TASK GOAL:
Return every line below exactly, without dropping any.
┄┄┄┄┄┄┄┄┄┄
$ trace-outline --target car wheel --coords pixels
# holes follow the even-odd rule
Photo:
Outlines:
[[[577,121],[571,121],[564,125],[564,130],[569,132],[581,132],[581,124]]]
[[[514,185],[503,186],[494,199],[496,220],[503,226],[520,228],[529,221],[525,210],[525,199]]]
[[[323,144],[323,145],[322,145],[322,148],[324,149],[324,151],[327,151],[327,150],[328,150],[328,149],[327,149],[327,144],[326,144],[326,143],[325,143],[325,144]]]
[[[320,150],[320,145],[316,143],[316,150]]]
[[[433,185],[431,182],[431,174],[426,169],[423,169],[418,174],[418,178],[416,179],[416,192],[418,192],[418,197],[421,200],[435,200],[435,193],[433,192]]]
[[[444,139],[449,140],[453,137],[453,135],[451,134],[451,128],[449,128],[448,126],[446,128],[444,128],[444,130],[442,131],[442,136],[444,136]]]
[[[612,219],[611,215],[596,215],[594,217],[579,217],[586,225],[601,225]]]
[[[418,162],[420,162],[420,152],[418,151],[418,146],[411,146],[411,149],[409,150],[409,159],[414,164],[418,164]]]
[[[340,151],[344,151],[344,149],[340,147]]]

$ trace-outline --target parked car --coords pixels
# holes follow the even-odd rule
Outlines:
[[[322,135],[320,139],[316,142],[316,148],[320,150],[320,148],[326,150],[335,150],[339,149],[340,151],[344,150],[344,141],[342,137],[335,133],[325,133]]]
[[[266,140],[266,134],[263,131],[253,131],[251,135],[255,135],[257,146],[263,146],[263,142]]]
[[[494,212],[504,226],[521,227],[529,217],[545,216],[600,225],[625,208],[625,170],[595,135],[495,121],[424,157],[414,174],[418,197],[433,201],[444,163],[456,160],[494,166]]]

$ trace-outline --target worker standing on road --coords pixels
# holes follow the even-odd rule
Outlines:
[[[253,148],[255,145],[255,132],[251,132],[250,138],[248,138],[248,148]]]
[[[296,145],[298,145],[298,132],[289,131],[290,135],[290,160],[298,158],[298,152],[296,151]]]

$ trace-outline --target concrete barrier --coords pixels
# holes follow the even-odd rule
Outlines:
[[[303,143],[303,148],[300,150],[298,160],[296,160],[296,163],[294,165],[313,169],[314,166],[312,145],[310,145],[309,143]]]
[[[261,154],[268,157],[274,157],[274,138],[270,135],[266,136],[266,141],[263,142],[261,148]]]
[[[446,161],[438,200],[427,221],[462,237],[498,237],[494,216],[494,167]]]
┄┄┄┄┄┄┄┄┄┄
SOLUTION FOR THIS EXERCISE:
$ trace-outline --target car wheel --coords pixels
# holes follow the even-odd rule
Photo:
Outlines:
[[[577,121],[571,121],[564,125],[564,130],[569,132],[581,132],[581,124]]]
[[[514,185],[503,186],[494,199],[496,220],[503,226],[520,228],[529,221],[525,210],[525,199]]]
[[[323,144],[323,145],[322,145],[322,148],[324,149],[324,151],[327,151],[327,150],[328,150],[328,149],[327,149],[327,144],[326,144],[326,143],[325,143],[325,144]]]
[[[320,150],[320,145],[316,143],[316,150]]]
[[[433,185],[431,182],[431,174],[426,169],[423,169],[418,174],[418,178],[416,179],[416,192],[418,192],[418,197],[421,200],[435,200],[435,193],[433,192]]]
[[[444,139],[449,140],[453,137],[453,135],[451,134],[451,128],[449,128],[448,126],[446,128],[444,128],[444,130],[442,131],[442,136],[444,136]]]
[[[612,219],[611,215],[596,215],[594,217],[579,217],[586,225],[601,225]]]
[[[418,162],[420,162],[420,152],[418,151],[418,146],[411,146],[411,149],[409,150],[409,159],[414,164],[418,164]]]
[[[340,151],[344,151],[344,149],[340,147]]]

$ trace-outline --target parked car --coords pixels
# holes follow the even-odd rule
Outlines:
[[[322,135],[320,139],[316,142],[316,148],[320,150],[320,148],[326,150],[335,150],[339,149],[340,151],[344,150],[344,141],[342,137],[335,133],[325,133]]]
[[[266,140],[266,134],[263,131],[253,131],[251,135],[255,135],[257,146],[263,146],[263,142]]]
[[[494,212],[504,226],[521,227],[529,217],[545,216],[600,225],[625,208],[625,170],[595,135],[495,121],[424,157],[414,174],[418,197],[433,201],[444,163],[456,160],[494,166]]]

$ trace-outline --target worker standing on road --coords pixels
# holes follow the even-odd rule
Outlines:
[[[253,148],[255,145],[255,132],[251,132],[250,138],[248,138],[248,148]]]
[[[296,145],[298,145],[298,132],[289,131],[290,135],[290,160],[298,158],[298,152],[296,151]]]

$ trace-outline --target concrete barrier --coords pixels
# holes follow the even-odd rule
Outlines:
[[[303,143],[303,148],[300,150],[298,160],[296,160],[296,163],[294,165],[313,169],[314,166],[312,145],[310,145],[309,143]]]
[[[261,154],[268,157],[274,157],[274,138],[270,135],[266,136],[266,141],[263,142],[261,148]]]
[[[446,161],[438,200],[427,221],[462,237],[498,237],[494,216],[494,167]]]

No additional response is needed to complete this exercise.